PROBLEM: Set down all of the entries precisely as they were written.

Start of DATASET RECORDS

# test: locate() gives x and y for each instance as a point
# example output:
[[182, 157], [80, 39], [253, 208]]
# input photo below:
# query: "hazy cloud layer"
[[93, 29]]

End of DATASET RECORDS

RESPONSE FOR THIS EXERCISE:
# test: locate() gives x and y for each instance as a point
# example output:
[[182, 157], [80, 39], [253, 208]]
# input photo below:
# query: "hazy cloud layer"
[[93, 29]]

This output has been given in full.